■ **Selected passage**:
---
Collaboration and collective impact - for just and sustainable climate action

Collaboration for systems change can greatly help to align diverse stakeholders to achieve a collective impact and share outcomes while dealing with climate change.
Collective action to tackle climate change (Image Source: Usha Dewani)
Collective action to tackle climate change (Image Source: Usha Dewani)

The climate crisis is everyone's crisis and solutions are multidimensional.  Different players need to embrace the inter-connected, dynamic, and emergent nature of our systems.

While collaboration is a common strategy in solving social problems, collaborating for systems change and collective impact, wherein diverse stakeholders are aligned around shared outcomes, is a less familiar model.

Jeff Edmondson, founder of StriveTogether, lists these distinctions:

  • Programs vs. outcomes: Rather than organising around programs or initiatives, collective impact organizes stakeholders around shared outcomes that can be reported regularly.
  • Prove vs. improve: Collaborators often use data to prove things; collective impact is focused on using data to make improvements in real time.
  • Do more vs. work better: Collaborators may be asked to take on additional tasks; collective impact involves using data to help improve the current work, leveraging existing assets and building a culture of continual progress.
---
■ **Given information**:
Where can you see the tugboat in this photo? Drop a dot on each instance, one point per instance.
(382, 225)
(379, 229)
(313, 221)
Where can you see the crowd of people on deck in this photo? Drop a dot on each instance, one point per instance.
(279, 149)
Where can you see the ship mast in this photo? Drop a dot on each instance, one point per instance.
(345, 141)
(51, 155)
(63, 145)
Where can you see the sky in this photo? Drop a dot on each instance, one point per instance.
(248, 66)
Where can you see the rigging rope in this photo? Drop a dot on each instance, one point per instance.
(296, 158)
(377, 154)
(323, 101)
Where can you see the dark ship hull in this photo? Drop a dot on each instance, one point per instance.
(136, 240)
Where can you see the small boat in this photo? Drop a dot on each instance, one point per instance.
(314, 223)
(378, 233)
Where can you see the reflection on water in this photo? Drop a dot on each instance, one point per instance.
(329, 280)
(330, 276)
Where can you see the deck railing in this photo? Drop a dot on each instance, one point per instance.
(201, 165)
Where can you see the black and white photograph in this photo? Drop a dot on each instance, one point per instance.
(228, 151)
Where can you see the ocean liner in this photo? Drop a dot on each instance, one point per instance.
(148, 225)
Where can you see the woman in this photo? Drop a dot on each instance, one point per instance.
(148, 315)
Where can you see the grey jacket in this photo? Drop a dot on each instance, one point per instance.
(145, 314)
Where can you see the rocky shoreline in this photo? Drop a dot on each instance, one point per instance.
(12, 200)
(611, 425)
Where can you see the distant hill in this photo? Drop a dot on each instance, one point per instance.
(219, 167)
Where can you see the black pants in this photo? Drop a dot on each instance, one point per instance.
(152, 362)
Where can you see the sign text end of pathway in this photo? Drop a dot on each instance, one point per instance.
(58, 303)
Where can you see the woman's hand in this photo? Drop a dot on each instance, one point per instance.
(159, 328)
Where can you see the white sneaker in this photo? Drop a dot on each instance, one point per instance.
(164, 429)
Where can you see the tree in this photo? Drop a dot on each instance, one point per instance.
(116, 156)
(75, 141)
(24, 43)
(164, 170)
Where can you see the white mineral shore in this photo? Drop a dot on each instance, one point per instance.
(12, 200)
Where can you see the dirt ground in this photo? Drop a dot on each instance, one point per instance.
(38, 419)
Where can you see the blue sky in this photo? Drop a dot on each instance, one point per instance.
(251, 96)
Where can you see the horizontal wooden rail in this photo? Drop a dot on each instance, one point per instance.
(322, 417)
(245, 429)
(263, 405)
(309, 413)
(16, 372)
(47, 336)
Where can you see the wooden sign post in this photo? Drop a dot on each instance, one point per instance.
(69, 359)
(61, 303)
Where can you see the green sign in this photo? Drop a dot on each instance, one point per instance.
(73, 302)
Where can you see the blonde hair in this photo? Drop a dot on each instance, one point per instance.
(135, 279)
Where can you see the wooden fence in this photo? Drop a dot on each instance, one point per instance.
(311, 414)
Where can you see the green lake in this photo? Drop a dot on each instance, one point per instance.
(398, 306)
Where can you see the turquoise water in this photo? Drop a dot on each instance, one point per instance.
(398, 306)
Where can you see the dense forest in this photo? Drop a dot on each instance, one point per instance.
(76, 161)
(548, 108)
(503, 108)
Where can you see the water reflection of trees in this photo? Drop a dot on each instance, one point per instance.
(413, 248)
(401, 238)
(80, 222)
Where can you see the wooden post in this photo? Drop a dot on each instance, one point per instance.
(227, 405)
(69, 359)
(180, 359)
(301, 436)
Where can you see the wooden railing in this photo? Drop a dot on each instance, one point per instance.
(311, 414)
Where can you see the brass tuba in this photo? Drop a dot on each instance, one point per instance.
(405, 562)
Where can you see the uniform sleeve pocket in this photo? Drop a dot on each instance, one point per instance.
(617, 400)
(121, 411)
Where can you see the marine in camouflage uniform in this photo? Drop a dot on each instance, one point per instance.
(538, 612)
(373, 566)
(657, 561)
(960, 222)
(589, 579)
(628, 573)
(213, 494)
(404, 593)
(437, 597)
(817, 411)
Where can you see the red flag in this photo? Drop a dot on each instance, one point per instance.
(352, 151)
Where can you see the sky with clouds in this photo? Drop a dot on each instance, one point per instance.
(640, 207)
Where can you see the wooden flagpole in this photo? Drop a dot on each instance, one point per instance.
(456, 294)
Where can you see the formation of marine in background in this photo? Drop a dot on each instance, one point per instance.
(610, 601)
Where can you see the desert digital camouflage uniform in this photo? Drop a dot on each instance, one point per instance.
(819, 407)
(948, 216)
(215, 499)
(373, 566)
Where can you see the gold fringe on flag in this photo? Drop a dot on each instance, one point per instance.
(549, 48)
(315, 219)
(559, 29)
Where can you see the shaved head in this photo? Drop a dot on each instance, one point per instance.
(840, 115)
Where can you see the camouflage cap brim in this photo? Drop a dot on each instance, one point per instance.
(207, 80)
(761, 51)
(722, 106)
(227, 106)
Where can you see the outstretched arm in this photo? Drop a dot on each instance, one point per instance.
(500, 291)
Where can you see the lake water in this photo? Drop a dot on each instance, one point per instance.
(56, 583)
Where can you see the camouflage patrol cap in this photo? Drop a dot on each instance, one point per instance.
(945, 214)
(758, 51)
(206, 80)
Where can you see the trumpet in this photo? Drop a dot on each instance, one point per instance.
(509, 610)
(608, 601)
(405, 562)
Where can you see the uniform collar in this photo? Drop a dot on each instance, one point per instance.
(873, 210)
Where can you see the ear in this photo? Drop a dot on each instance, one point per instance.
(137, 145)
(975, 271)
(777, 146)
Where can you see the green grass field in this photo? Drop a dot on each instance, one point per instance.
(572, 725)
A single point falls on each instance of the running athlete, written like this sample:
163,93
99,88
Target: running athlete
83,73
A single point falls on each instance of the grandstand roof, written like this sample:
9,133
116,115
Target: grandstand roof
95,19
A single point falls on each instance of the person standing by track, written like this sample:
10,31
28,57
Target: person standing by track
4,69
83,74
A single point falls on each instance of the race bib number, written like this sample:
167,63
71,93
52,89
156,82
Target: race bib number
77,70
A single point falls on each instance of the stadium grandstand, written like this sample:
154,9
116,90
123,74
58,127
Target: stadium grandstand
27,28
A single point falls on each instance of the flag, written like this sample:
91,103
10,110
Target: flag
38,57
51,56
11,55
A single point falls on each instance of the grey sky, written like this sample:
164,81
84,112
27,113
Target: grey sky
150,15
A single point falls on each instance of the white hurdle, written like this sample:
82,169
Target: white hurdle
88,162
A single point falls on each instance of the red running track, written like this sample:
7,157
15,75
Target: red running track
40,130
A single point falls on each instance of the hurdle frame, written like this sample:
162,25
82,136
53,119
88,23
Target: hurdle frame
---
■ **What to work on**: Restate the text on climate collaboration from "While collaboration is" to "in real time.", using "partners" in place of "stakeholders". The data above are not needed.

■ **Answer to this task**:
While collaboration is a common strategy in solving social problems, collaborating for systems change and collective impact, wherein diverse partners are aligned around shared outcomes, is a less familiar model.

Jeff Edmondson, founder of StriveTogether, lists these distinctions:

  • Programs vs. outcomes: Rather than organising around programs or initiatives, collective impact organizes partners around shared outcomes that can be reported regularly.
  • Prove vs. improve: Collaborators often use data to prove things; collective impact is focused on using data to make improvements in real time.